>>>>
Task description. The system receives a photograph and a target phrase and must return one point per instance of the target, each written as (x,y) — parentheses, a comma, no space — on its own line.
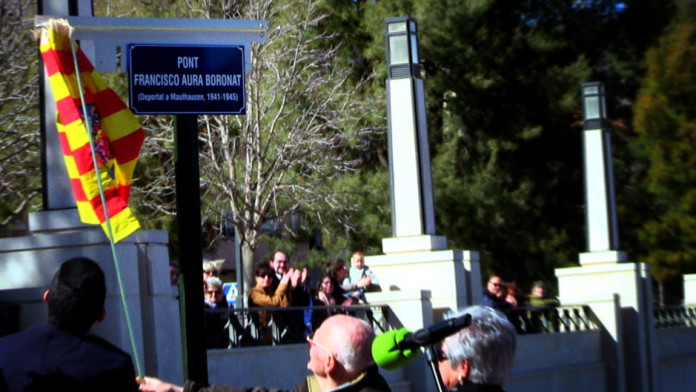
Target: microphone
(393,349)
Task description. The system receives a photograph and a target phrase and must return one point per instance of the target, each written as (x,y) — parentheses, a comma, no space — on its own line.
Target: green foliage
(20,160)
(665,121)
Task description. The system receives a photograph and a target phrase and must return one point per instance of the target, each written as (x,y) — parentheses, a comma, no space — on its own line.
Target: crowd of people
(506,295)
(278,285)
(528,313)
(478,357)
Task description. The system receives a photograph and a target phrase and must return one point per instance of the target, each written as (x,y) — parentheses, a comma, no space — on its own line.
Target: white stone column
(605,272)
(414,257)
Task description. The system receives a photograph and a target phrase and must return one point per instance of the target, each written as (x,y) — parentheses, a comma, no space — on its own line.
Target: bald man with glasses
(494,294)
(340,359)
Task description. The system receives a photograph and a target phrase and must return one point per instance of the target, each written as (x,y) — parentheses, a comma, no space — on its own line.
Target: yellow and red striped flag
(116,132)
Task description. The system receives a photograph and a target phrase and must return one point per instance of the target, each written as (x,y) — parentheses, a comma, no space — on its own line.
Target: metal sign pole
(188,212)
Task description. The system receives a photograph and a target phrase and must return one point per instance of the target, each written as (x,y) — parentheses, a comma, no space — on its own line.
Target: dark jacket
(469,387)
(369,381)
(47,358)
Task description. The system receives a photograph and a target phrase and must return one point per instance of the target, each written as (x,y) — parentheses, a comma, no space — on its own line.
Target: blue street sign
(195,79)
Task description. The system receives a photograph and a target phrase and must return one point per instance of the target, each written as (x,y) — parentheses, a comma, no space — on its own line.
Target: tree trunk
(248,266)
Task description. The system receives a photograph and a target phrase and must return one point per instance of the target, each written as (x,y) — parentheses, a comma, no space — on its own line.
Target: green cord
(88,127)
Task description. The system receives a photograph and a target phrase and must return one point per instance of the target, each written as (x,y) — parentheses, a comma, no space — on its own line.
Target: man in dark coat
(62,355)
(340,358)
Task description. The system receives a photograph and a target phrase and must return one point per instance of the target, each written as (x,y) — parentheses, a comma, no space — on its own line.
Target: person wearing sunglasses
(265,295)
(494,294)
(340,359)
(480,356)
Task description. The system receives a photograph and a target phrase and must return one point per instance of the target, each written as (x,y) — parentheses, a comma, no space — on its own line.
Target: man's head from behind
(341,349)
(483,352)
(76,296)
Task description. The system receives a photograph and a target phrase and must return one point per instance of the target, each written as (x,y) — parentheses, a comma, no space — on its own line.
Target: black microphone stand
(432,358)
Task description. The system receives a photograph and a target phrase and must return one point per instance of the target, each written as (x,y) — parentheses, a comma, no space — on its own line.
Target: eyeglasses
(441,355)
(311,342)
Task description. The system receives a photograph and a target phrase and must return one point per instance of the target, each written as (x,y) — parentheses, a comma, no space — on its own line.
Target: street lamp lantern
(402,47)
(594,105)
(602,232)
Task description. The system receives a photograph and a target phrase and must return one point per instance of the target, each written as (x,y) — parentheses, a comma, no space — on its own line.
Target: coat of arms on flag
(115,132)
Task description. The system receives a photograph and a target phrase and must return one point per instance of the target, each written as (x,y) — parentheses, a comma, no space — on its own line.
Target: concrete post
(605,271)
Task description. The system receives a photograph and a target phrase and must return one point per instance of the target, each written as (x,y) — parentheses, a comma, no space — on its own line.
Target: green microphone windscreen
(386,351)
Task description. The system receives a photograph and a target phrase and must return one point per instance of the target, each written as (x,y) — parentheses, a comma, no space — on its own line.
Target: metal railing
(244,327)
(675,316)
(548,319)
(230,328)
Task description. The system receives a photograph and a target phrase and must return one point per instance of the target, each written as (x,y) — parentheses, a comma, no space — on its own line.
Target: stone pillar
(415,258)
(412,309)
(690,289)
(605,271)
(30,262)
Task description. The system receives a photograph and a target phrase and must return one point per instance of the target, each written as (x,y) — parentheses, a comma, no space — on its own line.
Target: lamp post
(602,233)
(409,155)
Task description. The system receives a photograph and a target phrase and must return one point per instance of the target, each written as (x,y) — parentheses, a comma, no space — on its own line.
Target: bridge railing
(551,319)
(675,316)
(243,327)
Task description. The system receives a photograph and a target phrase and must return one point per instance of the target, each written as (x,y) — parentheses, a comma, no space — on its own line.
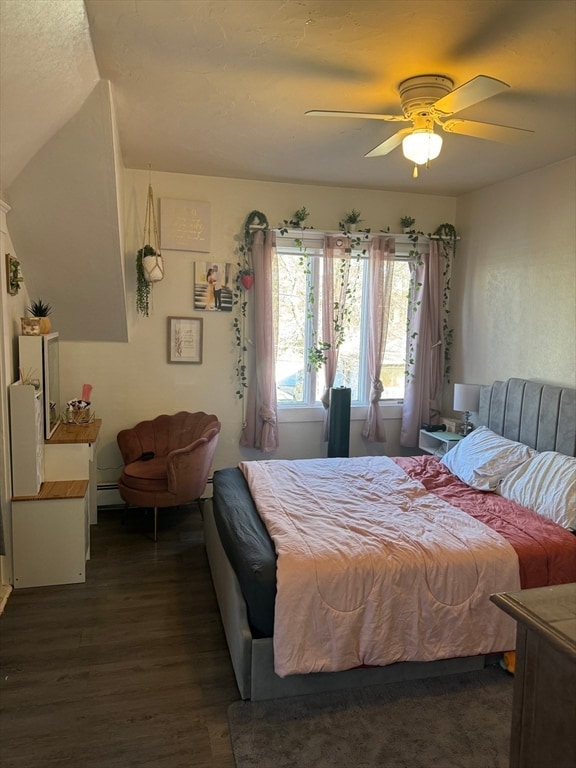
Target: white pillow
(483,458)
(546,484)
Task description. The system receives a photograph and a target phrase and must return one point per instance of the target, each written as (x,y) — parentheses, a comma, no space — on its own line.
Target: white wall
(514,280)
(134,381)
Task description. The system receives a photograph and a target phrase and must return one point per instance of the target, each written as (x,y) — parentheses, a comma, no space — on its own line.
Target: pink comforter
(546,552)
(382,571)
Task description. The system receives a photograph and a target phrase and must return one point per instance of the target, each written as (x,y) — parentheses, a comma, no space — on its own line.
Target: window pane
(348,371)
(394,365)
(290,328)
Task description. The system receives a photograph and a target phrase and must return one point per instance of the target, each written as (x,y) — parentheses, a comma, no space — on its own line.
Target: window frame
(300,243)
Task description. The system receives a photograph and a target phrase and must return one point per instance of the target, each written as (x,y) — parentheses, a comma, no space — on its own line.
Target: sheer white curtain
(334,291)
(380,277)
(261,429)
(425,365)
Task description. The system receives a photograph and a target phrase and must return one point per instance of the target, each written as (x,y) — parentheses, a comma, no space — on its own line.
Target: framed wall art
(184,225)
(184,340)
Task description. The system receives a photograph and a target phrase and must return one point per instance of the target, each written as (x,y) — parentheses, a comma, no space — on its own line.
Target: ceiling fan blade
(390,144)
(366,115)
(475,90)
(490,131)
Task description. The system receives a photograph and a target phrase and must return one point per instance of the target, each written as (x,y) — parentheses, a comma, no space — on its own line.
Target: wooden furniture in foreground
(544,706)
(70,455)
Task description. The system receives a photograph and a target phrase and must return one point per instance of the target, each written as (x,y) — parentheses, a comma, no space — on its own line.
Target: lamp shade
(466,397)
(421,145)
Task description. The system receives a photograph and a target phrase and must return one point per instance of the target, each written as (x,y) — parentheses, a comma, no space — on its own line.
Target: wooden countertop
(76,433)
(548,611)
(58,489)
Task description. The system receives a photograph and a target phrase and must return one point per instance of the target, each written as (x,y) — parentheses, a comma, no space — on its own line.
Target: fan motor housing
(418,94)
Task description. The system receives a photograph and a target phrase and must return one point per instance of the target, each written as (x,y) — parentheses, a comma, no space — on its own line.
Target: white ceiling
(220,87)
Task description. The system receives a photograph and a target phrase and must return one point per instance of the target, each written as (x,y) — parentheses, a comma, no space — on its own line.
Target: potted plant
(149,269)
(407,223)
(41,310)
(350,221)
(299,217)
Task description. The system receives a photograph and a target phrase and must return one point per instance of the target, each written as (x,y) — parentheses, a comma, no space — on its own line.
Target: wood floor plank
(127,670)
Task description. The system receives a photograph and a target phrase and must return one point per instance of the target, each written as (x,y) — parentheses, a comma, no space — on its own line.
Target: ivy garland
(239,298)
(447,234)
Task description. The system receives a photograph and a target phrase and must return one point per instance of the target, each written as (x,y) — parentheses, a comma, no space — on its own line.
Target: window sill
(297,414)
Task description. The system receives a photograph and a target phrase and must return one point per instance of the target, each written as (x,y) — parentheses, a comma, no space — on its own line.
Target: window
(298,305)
<<<<
* HOW TO COMPLETE THIS TASK *
Excluding all images, transcribe the material word for word.

* TASK ANSWER *
Task description. The system receives a photograph and a target phrase and must return one point per instance of the target, each written as (x,y) — parentheses, a comma, no space — on its own line.
Target: microphone
(393,349)
Task description. The system receives a photograph and a target phrase and must return one point per instance of the target, each written as (x,y) — parentheses, a comma, no space — on its own line.
Target: green foliage
(20,160)
(665,121)
Task description. The system receives a photograph and a target phrase and must return one point per instance of the target, each written as (x,y) — parentheses, a comma, no space — on its own line.
Target: crowd of people
(506,295)
(278,285)
(528,313)
(478,357)
Task description. The system receives a photograph and a target phrase and must return one point per instance of the target, each written as (x,y) — parentheses, a comma, no space — on its own line.
Target: white stone column
(605,272)
(414,257)
Task description. The system receives a photograph and a target phrase and must return one point per instance of the target, each written as (x,y) — parentheses, a comma, no space — on its own line.
Target: bald man with glasses
(494,294)
(340,359)
Task description. The system receives a photograph and a target phrase and must return one point per instance of the target, each written as (x,y) — parentheses, a comma, no space — on its own line.
Target: yellow and red striped flag
(116,132)
Task description. The system receives a photograph and a target phrase and must return one point per instance of the target, each written as (x,y) — parentheses, a comma, no space — on its own line.
Target: metal sign pole
(188,212)
Task description. The system receives a photograph and a target phrase and must return one point per instance of the target, each written as (x,y) — parentheses, a comma, no space — on its own line.
Target: dark jacket
(469,387)
(369,381)
(47,358)
Task description. The system receives a photograph and a target phrase and must return one point per instance of the target, each written as (x,y) — parentheses, a comma, no space — on its own line.
Target: blue street sign
(195,79)
Task description. The system receives a photograph and a target phrase and must return one point per instance of the target, each written as (x,y) — parentheses, a comma, no space — on its own line.
Target: tree trunk
(248,266)
Task description. The system receives a photograph and a target phrase and must return one point per instance of the target, each written as (x,y) — parentheses, a comma, no space — on its own line.
Target: green cord
(88,127)
Task description. The system receives a photograph and a target phrase and must return one point per instance of the target, each written as (x,y) — parentheses, a comma, no space — on its own line.
Target: man in dark coat
(62,355)
(340,358)
Task description. The system receives a photograph and a target phrase and must return one point per instance of the target, each written as (x,y) — parentheses, a comma, no space — on its own line.
Target: person wearing sunglasses
(265,295)
(494,294)
(340,359)
(480,356)
Task description. The system receives a photograph and a target phrase and must return one point per instance of the target, each written as (x,y) — parentheses, a comma, no space — on its own line.
Target: man's head from behind
(341,349)
(483,352)
(76,296)
Task description. The system receives a photograph and a target phrase and must return one point per instance of the target, each written as (x,y) — parentheses, a comma, no space — on its own line.
Target: black microphone stand
(432,358)
Task description. The system receives a photograph and a target phrase and must return one point per instance of the target, each written as (x,y) — parentheses, a comma, no space — on its own line.
Target: eyeglasses
(441,355)
(311,342)
Task description. The system receives a photograph and a target phrase and must return one point per instance of the target, each written as (x,y) — parentheses, a comma, no space — on its own line.
Target: street lamp lantern
(402,47)
(594,105)
(602,232)
Task description. The system receives a photograph and a target phrase and must return one point per instance of the target, each written as (x,y) — parentheses, a comma, no space — on its own line.
Target: coat of arms on flag
(115,132)
Task description. The system receives a photograph and a target phrase and must return one point per instance of the target, each written as (x,y) — parentheses, a comma, no space — on its own line.
Target: concrete post
(605,271)
Task description. The system receives a photograph and a target phrase and must return one point per instance of the target, each written as (x,y) — parentheses, a comma, no space — on its own line.
Target: green microphone windscreen
(386,351)
Task description. The system receives a photograph and a target phrase and must return one point per instance of the target, each written as (x,y) — parentheses, a comma, no space — on its own line.
Target: metal railing
(244,327)
(675,316)
(548,319)
(230,328)
Task description. The system receives a photograph and a target phrase and must return one point per instance of the target, each written as (x,y) — parentheses, a comma, no space — on its own line.
Target: stone pillar
(415,258)
(412,309)
(690,289)
(605,271)
(30,262)
Task description. The system receives a photograph and a target phrase and must return one point per instance of the target, each written as (x,y) — parentheses, a comma, no space — on its own line.
Target: lamp post
(602,233)
(409,155)
Task description. The system receives a photograph and a target phrase and must return one point per instance of the target, each written as (x,y) — parentheses, a comma, no space — on its own line.
Target: bridge railing
(551,319)
(675,316)
(243,327)
Task description. The system receives a photograph and a target phrase and must return one point per instance of the target, each written as (x,y) — parentheses, a comma, no space — on its own line.
Target: white pillow
(483,458)
(546,484)
Task description. The system receives a photograph and a target phrase and must return one point per instance of the target, each written as (x,y) — parentheses, a comma, no space — on its own line.
Target: white wall
(514,280)
(134,381)
Task description. The system receives a photograph and a target phrase and must return one point per instance of the target, each written as (x,y) — parentheses, a comma, no space — on its own line.
Target: pink comforter
(546,552)
(382,571)
Task description. The system receives a photograph and a target phrase and must return one point per instance of the target, each written as (x,y) — parentheses, a comma, no space — on its own line.
Target: window pane
(348,371)
(394,365)
(290,328)
Task description. The system receives a photograph and a target phrase and must return one point per instance of the target, each written as (x,y) — parentheses, a comma, no space — on its own line.
Target: window frame
(300,243)
Task description. The system receives a photograph and a target phrase and must return one point per instance of the target, each written as (x,y) — parentheses, a comma, no space — on its own line.
Target: sheer white curtain
(334,291)
(380,277)
(261,429)
(425,365)
Task description. The system receives a photograph and a target phrase and must return one point per instance of the target, each written as (x,y) — parentheses, a comma, no space — on its own line.
Target: framed wall art
(184,225)
(184,340)
Task description. The system receives a photograph and a target phrase and must return one point per instance of the target, each written as (x,y) — parentheses, a comma, no space — on its own line.
Target: ceiling fan blade
(390,144)
(366,115)
(475,90)
(490,131)
Task description. The system receives a photograph and a target phrase and must return one point per instance of the target, each written as (x,y) — parentheses, a comma, no space — on its own line.
Target: wooden furniture in foreground
(544,706)
(70,455)
Task description. The system receives a photograph and a target phrase and must return one point per instance of the target, each written as (x,y) — parentheses, a comma, no space — on its own line.
Target: lamp shade
(466,397)
(421,145)
Task description. The system receives a photograph and a target phrase and must return one point per instance of the target, each written as (x,y) — parentheses, a comma, no space — on its own line.
Target: wooden countertop
(76,433)
(548,611)
(58,489)
Task description. The system receives a photograph and a target phrase and must return one point per instance of the target, each written as (x,y) — parentheses, a comma, no space — on its own line.
Target: fan motor housing
(418,94)
Task description. The system receives a photograph and a target phrase and must return one point per instance of the target, each written as (x,y) — parentheses, a comma, no space — on its own line.
Target: white ceiling
(220,87)
Task description. The system receives a photograph and a target phrase and must return one point per instance of the target, each written as (x,y) — parentheses, a comma, no space — on its own line.
Target: potted plant
(149,269)
(407,223)
(41,310)
(350,221)
(299,217)
Task description. The system receives a photograph and a target phrase and must return one point per instance of the target, each written as (x,y) — parentheses, a comma, no space — on its own line.
Target: wood floor plank
(127,670)
Task description. The system receives a photograph and a target phrase and must return one point per instance of the target, each written as (x,y) — parentheses, a comma, no space — on its own line.
Target: ivy garland
(239,298)
(447,234)
Task description. The system receives a photograph and a target phrase and must return one point per instance of the target, each written as (x,y) — parentheses, a comma, no space — on its own line.
Target: window sill
(297,414)
Task description. The system receives a photograph and a target phrase and must return one point per instance of the target, each written as (x,y) — parentheses, a comma, no space — on its own line.
Target: window
(298,305)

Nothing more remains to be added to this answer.